**WORK INSTRUCTIONS**
Copy down the following lines word for word, everything from the line containing "Annotate the palestinian" down to the line containing "column 642, row 172", with both of those lines included.
------------------------------------
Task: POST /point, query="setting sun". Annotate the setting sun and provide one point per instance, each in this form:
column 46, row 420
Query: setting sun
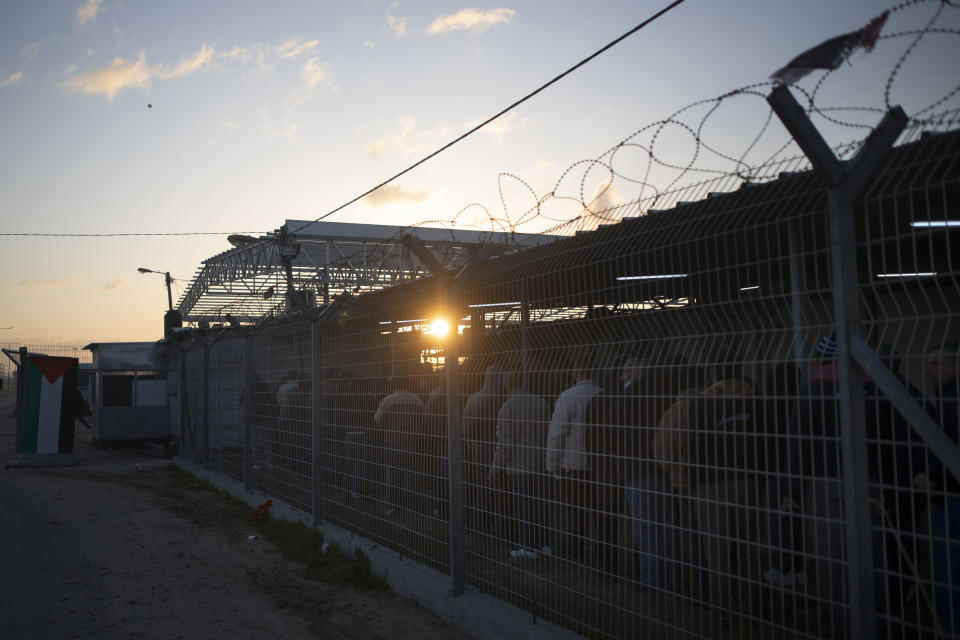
column 438, row 327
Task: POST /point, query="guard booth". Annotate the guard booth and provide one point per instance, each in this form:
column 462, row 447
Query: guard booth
column 128, row 391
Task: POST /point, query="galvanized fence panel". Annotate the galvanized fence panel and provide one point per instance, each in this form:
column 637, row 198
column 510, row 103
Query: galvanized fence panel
column 226, row 375
column 282, row 413
column 656, row 436
column 193, row 403
column 383, row 424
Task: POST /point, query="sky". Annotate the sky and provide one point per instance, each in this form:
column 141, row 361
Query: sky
column 224, row 117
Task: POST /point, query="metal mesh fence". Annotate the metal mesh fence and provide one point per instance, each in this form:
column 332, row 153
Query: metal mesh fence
column 282, row 415
column 226, row 426
column 724, row 408
column 654, row 439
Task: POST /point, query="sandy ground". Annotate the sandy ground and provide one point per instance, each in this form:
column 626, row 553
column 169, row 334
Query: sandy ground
column 114, row 548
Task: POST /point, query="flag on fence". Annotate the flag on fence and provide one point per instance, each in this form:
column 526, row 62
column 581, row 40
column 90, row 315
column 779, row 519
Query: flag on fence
column 831, row 53
column 48, row 411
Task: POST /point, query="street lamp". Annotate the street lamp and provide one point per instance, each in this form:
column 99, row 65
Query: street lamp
column 166, row 275
column 171, row 319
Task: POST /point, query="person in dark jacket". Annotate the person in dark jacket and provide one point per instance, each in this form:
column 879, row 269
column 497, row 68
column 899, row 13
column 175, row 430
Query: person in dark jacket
column 942, row 371
column 479, row 426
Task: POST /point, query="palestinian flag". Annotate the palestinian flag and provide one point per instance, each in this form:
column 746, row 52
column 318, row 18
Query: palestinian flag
column 48, row 405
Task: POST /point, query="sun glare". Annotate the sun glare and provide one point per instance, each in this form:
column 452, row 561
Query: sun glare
column 438, row 327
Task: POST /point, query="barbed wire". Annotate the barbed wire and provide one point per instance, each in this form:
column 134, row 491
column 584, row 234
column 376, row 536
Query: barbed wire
column 642, row 172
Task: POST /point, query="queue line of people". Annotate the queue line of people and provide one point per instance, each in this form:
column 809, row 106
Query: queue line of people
column 705, row 482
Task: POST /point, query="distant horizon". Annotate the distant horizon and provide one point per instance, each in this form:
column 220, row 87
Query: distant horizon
column 207, row 119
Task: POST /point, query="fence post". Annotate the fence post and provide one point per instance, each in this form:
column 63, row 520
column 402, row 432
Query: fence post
------------------------------------
**OUTPUT BELOW**
Task: POST /point, query="palestinian flag". Annotate the palestinian flag and provide one point per instance, each in this form:
column 746, row 52
column 318, row 18
Query: palestinian flag
column 48, row 405
Task: POST /point, query="sun glare". Annotate the sun glare and provide one point per instance, each in this form:
column 452, row 561
Query: sun glare
column 438, row 327
Task: POST /point, query="barbed wire". Annotate the barbed wire and provide one point per instance, each in this form:
column 134, row 491
column 584, row 234
column 376, row 536
Query: barbed wire
column 642, row 172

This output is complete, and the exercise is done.